▸ READING PASSAGE:
○ ○ ○ ○ ○ ○ ○
By Amad Shaikh
The last few days have seen money rushing back into oil, with all crude benchmarks climbing furiously, including Brent showing a 14 percent week over week increase, rebounding from a short-lived dive in prices the week before. The super-contango being projected for May/Jun has vanished, with Jun/Jul structure almost flat.
While this strength does have a fundamental backbone in improving supply-demand fundamentals, the rate of increase may also have something to do with global monetary quantitative easing (QE), with the Fed balance sheet at nearly 30 percent of GDP and growing. With equity markets at almost pre-crisis levels and cheap money slushing around, speculators may be looking to move away from treasuries into metals and commodities. This has been true in the past and could well be happening again.
It isn’t all fundamentals however, markets continue to be driven by news cycles, with more unexpected news driving the steeper price changes. Fundamentally last week, there was more good news than had been expected and less bad news. Good news on the supply side included the IEA seeing tentative signs of faster rebalancing from the supply side, with Saudi output dropping to 2002 levels and Iraq reaffirming its commitment to meet the 1 mbpd cut in May-June. In the U.S., rigs fell for the 9th straight week by 20 percent week over week to 370, with Cushing stockpiles declining for the first time since January.
Good news on the demand side included the IEA revising its 2020 demand forecast from a -9.3 mbpd decline to -8.6 mbpd decline, with Goldman upping its May demand estimate by 1.4 mbpd. Also on the demand side, South Korea and China appear to have arrested a second coronavirus wave with Chinese demand seeing a “V” shaped recovery.
But as before, especially in the near-term, buyer-beware: while the oil price rally appears to have priced in almost all the optimistic news, it seems to be ignoring downside risks. For example, high Chinese refinery input may be an artificially bullish signal, as it is creating products beyond organic demand growth in China. Around 50 million barrels of Saudi oil is steaming towards America and threatening to upend the positive supply development. Poor refining margins will prevent any sharp refining throughput gains. And high inventories, both inland and floating (now the highest in history at 200 million barrels) will likely cap further gains in crude prices.
On the demand side, WSJ experts are seeing global recession odds at nearly 100 percent, with the only question around severity. New USA jobless claims went up by 3 million, more than expected, to a total of 36.5 million, and once stimulus measures run out, unemployment will become a significant obstacle to demand. Also, the coronavirus seems to be mutating, with patients in the Chinese provinces of Jilin and Heilongjiang possibly carrying the virus for a longer period of time and taking longer to test negative.
On this final note of caution, and just to keep our memories of what happened to WTI prices last month fresh, Platts announced some changes for Arab Gulf product prices (usually netbacks from Singapore). Essentially, Platts will publish zero or negative numbers only if relevant spot market information confirms that assessment. Let’s hope we don’t have to put this new methodology to test for a long, long time.
○ ○ ○ ○ ○ ○ ○
▸ DATA SECTION:
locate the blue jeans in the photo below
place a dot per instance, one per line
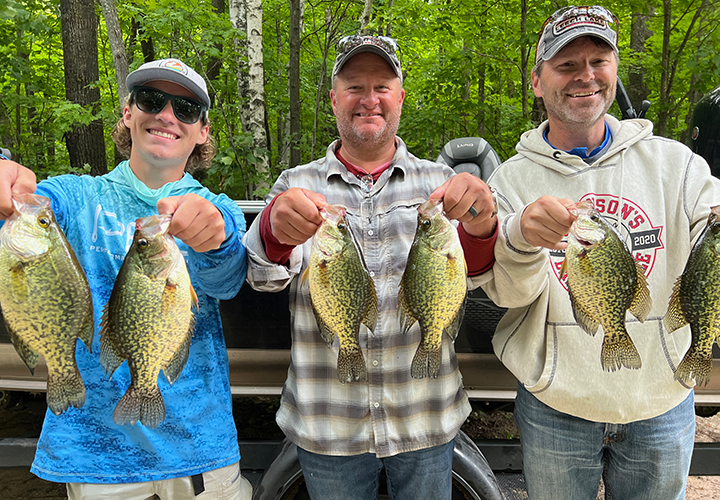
○ ○ ○ ○ ○ ○ ○
▸ TASK OBJECTIVE:
Answer these questions using the oil market commentary:
1. By what percentage did Brent rise week over week?
2. According to the IEA, to what level did Saudi output drop?
3. What was the total number of new USA jobless claims?
The lines were drawn from a separate source and bear no relation to the oil market commentary.

▸ TASK RESPONSE:
1. 14 percent
2. 2002 levels
3. 36.5 million